--- START ---
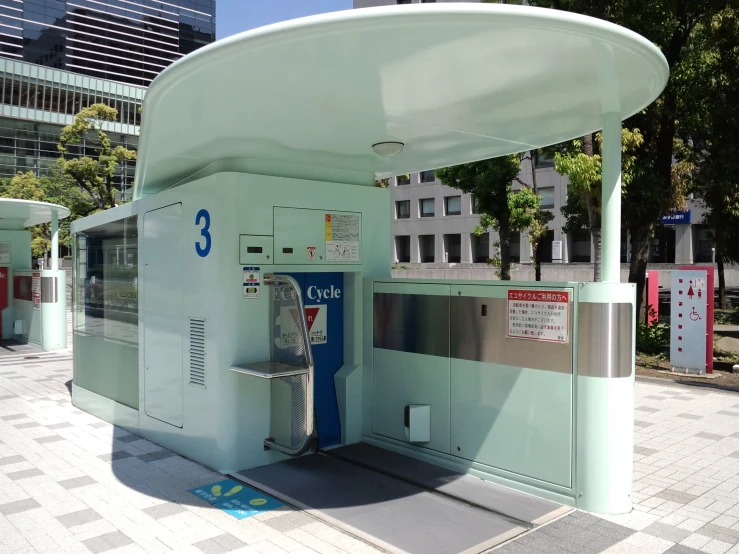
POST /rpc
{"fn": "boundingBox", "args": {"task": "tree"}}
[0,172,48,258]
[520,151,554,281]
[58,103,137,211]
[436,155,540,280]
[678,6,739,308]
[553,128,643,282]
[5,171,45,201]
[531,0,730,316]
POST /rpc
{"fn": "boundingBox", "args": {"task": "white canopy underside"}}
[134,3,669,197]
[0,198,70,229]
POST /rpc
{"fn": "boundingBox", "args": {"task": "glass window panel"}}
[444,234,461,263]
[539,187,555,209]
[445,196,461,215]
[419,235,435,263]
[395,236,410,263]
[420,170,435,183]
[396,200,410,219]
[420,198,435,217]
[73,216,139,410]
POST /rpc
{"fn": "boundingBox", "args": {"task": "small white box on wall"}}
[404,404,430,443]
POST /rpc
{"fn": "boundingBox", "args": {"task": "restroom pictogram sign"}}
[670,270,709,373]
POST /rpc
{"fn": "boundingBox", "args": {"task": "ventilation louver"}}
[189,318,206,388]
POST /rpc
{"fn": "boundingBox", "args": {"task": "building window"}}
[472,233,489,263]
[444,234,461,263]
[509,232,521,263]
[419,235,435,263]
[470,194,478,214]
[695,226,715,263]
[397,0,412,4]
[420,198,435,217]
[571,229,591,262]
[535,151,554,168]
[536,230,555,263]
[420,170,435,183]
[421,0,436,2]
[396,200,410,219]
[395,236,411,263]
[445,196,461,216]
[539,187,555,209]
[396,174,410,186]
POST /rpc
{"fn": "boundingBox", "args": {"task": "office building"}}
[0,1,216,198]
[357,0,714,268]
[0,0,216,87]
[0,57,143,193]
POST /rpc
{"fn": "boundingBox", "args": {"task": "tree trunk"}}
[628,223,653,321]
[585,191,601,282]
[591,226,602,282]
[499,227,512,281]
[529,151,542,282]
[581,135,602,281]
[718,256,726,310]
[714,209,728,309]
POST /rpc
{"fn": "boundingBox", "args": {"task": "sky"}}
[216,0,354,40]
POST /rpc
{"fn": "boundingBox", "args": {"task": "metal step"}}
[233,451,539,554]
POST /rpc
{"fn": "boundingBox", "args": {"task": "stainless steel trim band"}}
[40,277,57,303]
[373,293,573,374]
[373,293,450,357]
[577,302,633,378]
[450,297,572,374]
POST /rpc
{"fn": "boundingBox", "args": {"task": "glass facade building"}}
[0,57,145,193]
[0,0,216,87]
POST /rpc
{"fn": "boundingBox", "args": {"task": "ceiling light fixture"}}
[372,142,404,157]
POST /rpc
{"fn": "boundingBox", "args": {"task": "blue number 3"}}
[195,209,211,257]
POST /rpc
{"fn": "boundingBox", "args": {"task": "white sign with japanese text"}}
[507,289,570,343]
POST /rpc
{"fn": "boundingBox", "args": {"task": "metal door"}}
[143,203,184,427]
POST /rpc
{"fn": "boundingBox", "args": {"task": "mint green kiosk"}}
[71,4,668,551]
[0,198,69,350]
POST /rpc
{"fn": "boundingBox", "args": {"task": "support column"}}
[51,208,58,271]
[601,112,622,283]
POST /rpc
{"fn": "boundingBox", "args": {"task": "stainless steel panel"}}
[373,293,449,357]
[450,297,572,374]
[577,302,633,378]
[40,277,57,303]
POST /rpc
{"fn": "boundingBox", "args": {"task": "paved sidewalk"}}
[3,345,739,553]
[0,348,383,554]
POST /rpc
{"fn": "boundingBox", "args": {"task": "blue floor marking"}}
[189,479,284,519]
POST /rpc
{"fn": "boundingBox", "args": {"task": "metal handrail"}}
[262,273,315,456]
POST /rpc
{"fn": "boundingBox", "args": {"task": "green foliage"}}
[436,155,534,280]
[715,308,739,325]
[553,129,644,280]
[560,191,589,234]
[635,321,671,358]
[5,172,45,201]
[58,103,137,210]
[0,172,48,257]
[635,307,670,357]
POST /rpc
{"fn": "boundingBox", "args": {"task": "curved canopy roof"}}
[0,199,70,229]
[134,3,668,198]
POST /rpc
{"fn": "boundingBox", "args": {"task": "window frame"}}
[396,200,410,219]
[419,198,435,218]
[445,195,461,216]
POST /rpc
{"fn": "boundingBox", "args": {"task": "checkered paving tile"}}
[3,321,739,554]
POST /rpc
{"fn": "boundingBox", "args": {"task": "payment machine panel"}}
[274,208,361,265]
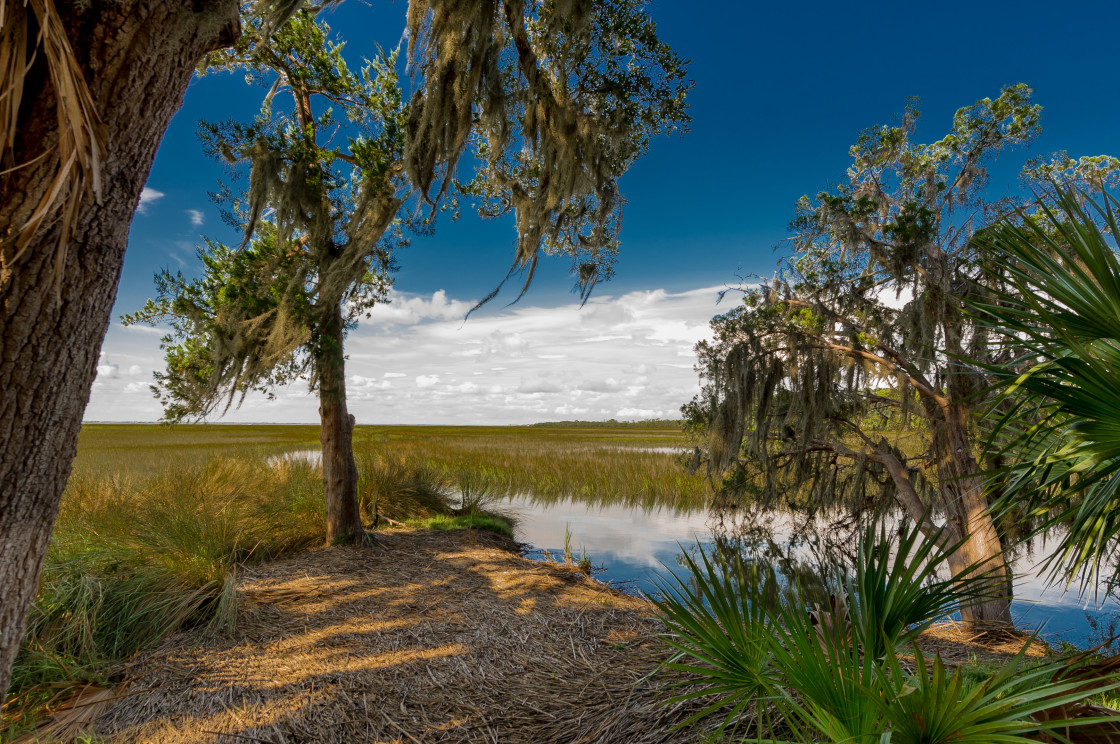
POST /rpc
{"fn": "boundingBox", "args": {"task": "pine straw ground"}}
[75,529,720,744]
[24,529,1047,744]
--- END ---
ASSIGNMENT
Only the pictures are to be left out; write out all the other data exactly.

TASK RESULT
POST /rpc
{"fn": "boundingBox", "args": {"task": "tree"}}
[0,172,48,258]
[520,151,554,281]
[58,103,137,211]
[436,155,540,280]
[678,6,739,308]
[553,128,643,282]
[5,171,45,201]
[531,0,730,316]
POST /rpc
{"fn": "boundingBox", "args": {"task": "white canopy underside"}}
[134,3,669,197]
[0,198,70,229]
POST /rpc
{"fn": "boundingBox", "args": {"task": "glass window panel"}}
[444,234,461,263]
[539,187,555,209]
[445,196,461,215]
[419,235,435,263]
[395,236,410,263]
[420,170,435,183]
[396,200,410,219]
[420,198,435,217]
[73,216,139,410]
POST /rpc
{"fn": "boundingBox", "args": {"task": "small white box on wall"}}
[404,404,430,443]
POST /rpc
{"fn": "boundingBox", "args": {"task": "restroom pictogram sign"}}
[670,270,709,373]
POST /rpc
{"fn": "boundingBox", "args": {"task": "ventilation louver"}}
[189,318,206,388]
POST /rpc
{"fn": "boundingBox", "args": {"task": "building window"}}
[472,233,489,263]
[444,234,461,263]
[509,232,521,263]
[419,235,435,263]
[470,194,478,214]
[695,226,715,263]
[397,0,412,4]
[420,198,435,217]
[571,229,591,262]
[535,151,554,168]
[536,230,555,263]
[420,170,435,183]
[421,0,436,2]
[396,200,410,219]
[395,236,411,263]
[445,196,461,216]
[539,187,555,209]
[396,174,410,186]
POST /rpc
{"fn": "boundingBox", "args": {"task": "office building"}}
[0,1,216,198]
[357,0,714,268]
[0,0,216,87]
[0,57,143,193]
POST /rpc
{"fn": "boundingBox", "args": {"task": "tree trunk"}}
[628,223,653,321]
[585,191,601,282]
[591,226,602,282]
[499,227,512,281]
[529,151,542,282]
[581,135,602,281]
[718,256,726,310]
[714,209,728,309]
POST /rpc
{"fn": "boundingBox", "args": {"task": "sky"}}
[216,0,354,40]
POST /rpc
{"fn": "boundingBox", "args": {"task": "metal step"}}
[233,451,539,554]
POST /rpc
{"fn": "boundingBox", "args": {"task": "stainless steel trim band"}}
[40,277,57,303]
[373,293,573,374]
[373,293,450,357]
[577,302,633,378]
[450,297,572,374]
POST /rpc
{"fn": "boundingBox", "args": {"task": "glass facade building"}}
[0,57,145,193]
[0,0,216,87]
POST /rpc
{"fn": "boundingBox", "args": {"task": "ceiling light fixture"}}
[372,142,404,157]
POST /rpc
{"fn": "boundingBox", "args": {"task": "blue number 3"}}
[195,209,211,257]
POST /rpc
{"fn": "boundingBox", "args": {"task": "white sign with japanese text"}}
[507,289,570,343]
POST /rpc
{"fn": "boundingBox", "args": {"task": "metal door"}}
[143,203,184,427]
POST /rpc
{"fn": "boundingBox", "args": {"task": "mint green kiosk"}}
[71,4,668,551]
[0,198,69,350]
POST /rpc
{"fn": "boundingBox", "args": {"task": "support column"}}
[51,208,58,271]
[601,112,622,283]
POST /rpc
{"fn": "boundingBox", "args": {"task": "stainless steel panel"}}
[373,293,449,357]
[450,297,572,374]
[577,302,633,378]
[40,277,57,303]
POST /rpc
{"fn": "boundingBox", "args": {"task": "paved sidewalk"}}
[3,345,739,553]
[0,348,383,554]
POST /rpc
{"fn": "boundingBox", "args": {"task": "blue floor marking"}}
[189,479,284,519]
POST /rpc
{"fn": "boundingBox", "args": {"task": "metal handrail"}}
[262,273,315,456]
POST /rpc
{"fn": "boundingBox", "args": {"task": "green foliage"}}
[436,155,534,280]
[715,308,739,325]
[553,129,644,280]
[560,191,589,234]
[635,321,671,358]
[5,172,45,201]
[58,103,137,210]
[0,172,48,257]
[635,307,670,357]
POST /rpc
{"fn": "boundingBox", "args": {"task": "curved canopy roof"}}
[0,199,70,229]
[134,3,668,198]
POST /rpc
{"fn": "boundingBox", "args": {"task": "window frame"}}
[396,200,410,219]
[419,198,435,218]
[445,195,461,216]
POST /rpc
{"fn": "boundingBox", "args": {"task": "checkered paving tile"}}
[3,321,739,554]
POST /rpc
{"fn": "boundingBox", "args": {"task": "payment machine panel"}}
[274,208,361,265]
POST /rpc
{"fn": "boundingBox", "args": {"task": "pine straw ground"}}
[75,529,720,744]
[24,529,1047,744]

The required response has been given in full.